Henri Michaux: escaparates al acecho de la imagen

  • Los inmortales del momento
  • José de la Colina

Ciudad de México /

Formado literariamente cerca del dadaísmo y del surrealismo, aunque dueño de un sereno espíritu de independencia y tendiente a una fuerte y casi insolente soledad, el poeta y pintor belga-francés Henri Michaux se mantuvo al margen de cualquier grupo o movimiento. En 1957, treinta años después de publicado su primer libro, Qui je fus, el muy exigente crítico Gaëtan Picon lo consideraba uno de los cuatro grandes de la poesía francesa de su tiempo en compañía de Jacques Prévert, Francis Ponge y René Char, aunque su escritura no se parece a la de ninguno de los dos primeros (y acaso sí un poco a la del tercero). Sus poemas narrativos, publicados en libros como Ailleurs, Voyage en Grande Carabagne, Un certain plume, Passages, etcétera, más bien se parecerían a los de Swift, Jarry o Beckett, a la literatura fantástica y a la del absurdo.

Michaux fue un notable visitador del mundo exterior en sus muy subjetivos y hasta algo caprichosos “libros de viaje”, pero sobre todo fue un audaz explorador de su interioridad y de las zonas de la irracionalidad humana: las de su propio “monstruo interior” y las del otro y envolvente “monstruo”: el subconsciente colectivo, a los cuales tradujo en paisajes, pueblos y relatos nacidos de su imaginación visionaria apoyada en un cerebral misticismo y en la experimentación con la mezcalina.

¿Quién no ha sentido alguna inquietud ante la magia (no siempre disfrutable) que ejerce cualquier espejo? ¿“Magia catóptrica”, como decían los libros de física recreativa tan gustados en los finales del siglo XIX? Sí, pero de carácter cotidiano y hallable por donde sea: cualquier escaparate, cualquier puerta de cristal, cualquier superficie reflejante, en fin, es un espejo que te acecha y te solicita la mirada para devolverte la instantánea imagen de otra identidad que no te sospechabas. En modo inverso, en estas líneas de un libro precisamente titulado Pasajes, el casi personaje del relato acecha a los que pasan como meros reflejos y se apodera de la imagen del otro para habitar fugazmente otra identidad:

“Conozco tan poco mi rostro que si me mostraran uno del mismo género no podría decir (salvo, quizá, después de estudiarlos largo tiempo) en qué son diferentes.

+ + + + +

* _Tus tareas_:
1 - Copia del texto sobre Henri Michaux el fragmento que empieza con "Michaux fue un" y sigue hasta "con la mezcalina.".
2 - Prosigue el texto sobre Henri Michaux a partir de la última oración que aparece.

* _Datos disponibles_:
+ + + + +

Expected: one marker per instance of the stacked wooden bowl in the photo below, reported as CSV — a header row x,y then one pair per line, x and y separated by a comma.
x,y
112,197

+ + + + +

* _Las respuestas_:
1 -
Michaux fue un notable visitador del mundo exterior en sus muy subjetivos y hasta algo caprichosos “libros de viaje”, pero sobre todo fue un audaz explorador de su interioridad y de las zonas de la irracionalidad humana: las de su propio “monstruo interior” y las del otro y envolvente “monstruo”: el subconsciente colectivo, a los cuales tradujo en paisajes, pueblos y relatos nacidos de su imaginación visionaria apoyada en un cerebral misticismo y en la experimentación con la mezcalina.

2 -
“Más de una vez, al encontrar en una esquina de la calle el escaparate de una tienda frente al cual se me ocurre tener una sorpresa, tomo para mí al primero que pase reflejado y que tenga el mismo impermeable y el mismo sombrero que yo, y, luego, aunque sintiendo un cierto malestar, entro a mi vez al reflejo y hago el cambio.

“Pero, como mi propio rostro queda perdido un poco más atrás, he dejado desde hace veinte años de estar en mis rasgos. Ya no habito en ellos, y por eso me he habituado a observar cualquier otro rostro como si fuese el mío. Y lo adopto, vivo en él.

“Luego, cuando se detiene el metro, porque es allí donde esto suele ocurrirme, el rostro contemplado, o quizá debo decir aceptado, se va con el otro cuerpo, y entonces me siento más que triste, desposeído y sin rostro. El rostro me ha sido arrancado, alguien más se lo llevó, ¡y no habrá sido por amor! Y ahora ¿cómo hallaré un rostro para todo el día? Si la persona que lo tomó es una mujer, se fue con una cara que no es la suya”.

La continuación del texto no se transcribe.